(Records excerpted from a collection)

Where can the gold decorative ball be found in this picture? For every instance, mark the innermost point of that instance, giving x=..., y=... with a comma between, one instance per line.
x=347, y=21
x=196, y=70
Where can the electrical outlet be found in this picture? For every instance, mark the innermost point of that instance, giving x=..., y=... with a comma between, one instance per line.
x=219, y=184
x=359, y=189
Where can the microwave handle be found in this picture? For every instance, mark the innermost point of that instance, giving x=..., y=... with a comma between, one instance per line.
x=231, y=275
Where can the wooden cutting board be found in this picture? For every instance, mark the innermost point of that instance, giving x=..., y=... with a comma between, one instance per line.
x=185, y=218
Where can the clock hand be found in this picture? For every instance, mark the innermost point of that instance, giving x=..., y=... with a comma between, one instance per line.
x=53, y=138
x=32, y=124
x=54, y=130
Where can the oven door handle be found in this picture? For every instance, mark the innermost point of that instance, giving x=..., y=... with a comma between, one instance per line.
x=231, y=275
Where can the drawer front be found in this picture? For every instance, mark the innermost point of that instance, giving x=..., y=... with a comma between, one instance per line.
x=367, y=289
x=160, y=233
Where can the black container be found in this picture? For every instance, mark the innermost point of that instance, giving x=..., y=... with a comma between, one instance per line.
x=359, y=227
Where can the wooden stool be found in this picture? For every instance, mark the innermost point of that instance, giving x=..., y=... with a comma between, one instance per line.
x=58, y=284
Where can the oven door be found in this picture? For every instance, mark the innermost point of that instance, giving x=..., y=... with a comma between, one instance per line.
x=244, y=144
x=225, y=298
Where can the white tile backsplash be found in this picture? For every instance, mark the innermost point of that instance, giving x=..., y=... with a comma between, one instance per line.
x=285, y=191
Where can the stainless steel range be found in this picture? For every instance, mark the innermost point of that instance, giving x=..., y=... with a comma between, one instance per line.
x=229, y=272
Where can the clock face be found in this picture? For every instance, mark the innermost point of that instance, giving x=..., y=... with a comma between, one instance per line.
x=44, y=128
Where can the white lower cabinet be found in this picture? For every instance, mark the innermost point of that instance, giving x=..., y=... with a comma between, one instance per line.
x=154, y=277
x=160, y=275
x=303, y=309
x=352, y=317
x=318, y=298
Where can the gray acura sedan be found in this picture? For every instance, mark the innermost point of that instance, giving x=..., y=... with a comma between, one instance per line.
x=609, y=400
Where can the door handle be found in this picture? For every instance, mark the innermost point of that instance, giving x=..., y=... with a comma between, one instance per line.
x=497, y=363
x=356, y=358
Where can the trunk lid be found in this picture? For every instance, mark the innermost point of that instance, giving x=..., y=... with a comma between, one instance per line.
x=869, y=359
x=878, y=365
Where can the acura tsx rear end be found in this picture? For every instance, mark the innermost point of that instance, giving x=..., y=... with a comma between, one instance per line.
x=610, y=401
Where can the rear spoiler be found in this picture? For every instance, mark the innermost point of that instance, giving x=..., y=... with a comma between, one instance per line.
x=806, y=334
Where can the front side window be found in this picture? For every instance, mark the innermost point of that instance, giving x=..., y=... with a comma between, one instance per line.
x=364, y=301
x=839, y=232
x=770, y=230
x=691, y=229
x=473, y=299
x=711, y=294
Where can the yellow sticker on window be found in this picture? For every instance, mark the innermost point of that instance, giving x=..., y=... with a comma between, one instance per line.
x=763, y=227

## [GOAL OF THE EXERCISE]
Extract every line of the material above and reproduce each one verbatim, keeping the original order.

## [EXPECTED OUTPUT]
Where can the gold decorative ball be found in this picture? For every instance, mark the innermost point of that instance, giving x=..., y=... with a comma between, one instance per line.
x=347, y=21
x=196, y=70
Where can the electrical outlet be found in this picture? For every instance, mark the innermost point of that instance, giving x=..., y=... with a comma between, one instance per line.
x=219, y=184
x=359, y=189
Where can the microwave handle be found in this picture? For every instance, mark the innermost point of that instance, giving x=..., y=... with a comma between, one instance per line.
x=231, y=275
Where can the wooden cutting board be found in this picture? For every instance, mark the innermost point of that instance, giving x=..., y=... with a comma between, one instance per line.
x=185, y=218
Where can the clock hand be found in this picture? For every instance, mark the innermost point of that instance, giving x=..., y=... with a comma between, one instance per line.
x=53, y=138
x=32, y=124
x=54, y=130
Where can the oven door handle be found in this picture? For every instance, mark the innermost point of that instance, giving x=..., y=... with a comma between, one instance per line.
x=231, y=275
Where can the drawer front be found in this picture? For every instance, mark the innermost point of that instance, giving x=..., y=... with a comma between, one instance per line.
x=367, y=289
x=160, y=233
Where can the black container be found in this picture? For every instance, mark the innermost point of that instance, giving x=..., y=... with a comma between, one instance per line.
x=359, y=227
Where can the wooden stool be found in this picture? For every instance, mark the innermost point of that instance, giving x=..., y=... with a comma between, one instance per line.
x=58, y=284
Where can the oven door be found in this picture? For every instance, mark the innermost point of that instance, giving x=..., y=... with a comma between, one instance per line.
x=244, y=144
x=225, y=298
Where can the white tile backsplash be found in this picture? For every instance, mark the innermost point of that instance, giving x=..., y=... with a comma between, one instance per line.
x=285, y=191
Where can the stainless steel range be found in this picture? For every instance, mark the innermost point of that instance, giving x=..., y=... with a comma between, one instance per line.
x=229, y=272
Where can the clock face be found in this picture? For every instance, mark the innermost point of that instance, giving x=..., y=... with a comma between, one instance per line.
x=44, y=128
Where can the white lower cabinet be found in this picture? For every instance, mark the innermost point of that instance, giving x=..., y=... with a comma between, one instance per line.
x=154, y=277
x=160, y=275
x=303, y=309
x=352, y=317
x=318, y=298
Where can the gray acura sedan be found in this picture? For every instance, mark the innermost point of that instance, giving x=..., y=... with a comma between, one instance per line.
x=609, y=400
Where can the door handle be found in this picture? For every instance, mark the innermost point of that instance, giving x=..., y=... with a comma between, one instance per line.
x=497, y=363
x=356, y=358
Where can the trunk lid be found in this picture? For every instance, mark the innermost point of that instance, giving x=..., y=... with a comma between, one instance per line.
x=869, y=359
x=878, y=365
Where can the acura tsx rear end be found in this picture? For every instance, mark the innermost point of that instance, giving x=..., y=... with a comma between, one instance per line.
x=610, y=401
Where can the rear spoiler be found in this picture? For every instance, mark the innermost point of that instance, giving x=..., y=... with a comma between, one instance per line.
x=806, y=334
Where can the front side window be found in this picture? For every instance, mark the innermost point of that instance, giving x=..., y=... with a comma between, one instance per line.
x=364, y=301
x=839, y=232
x=770, y=230
x=691, y=229
x=473, y=299
x=711, y=294
Where can the yellow sticker on window be found in this picture? For every instance, mark the innermost point of that instance, giving x=..., y=... with a comma between, one instance per line.
x=763, y=227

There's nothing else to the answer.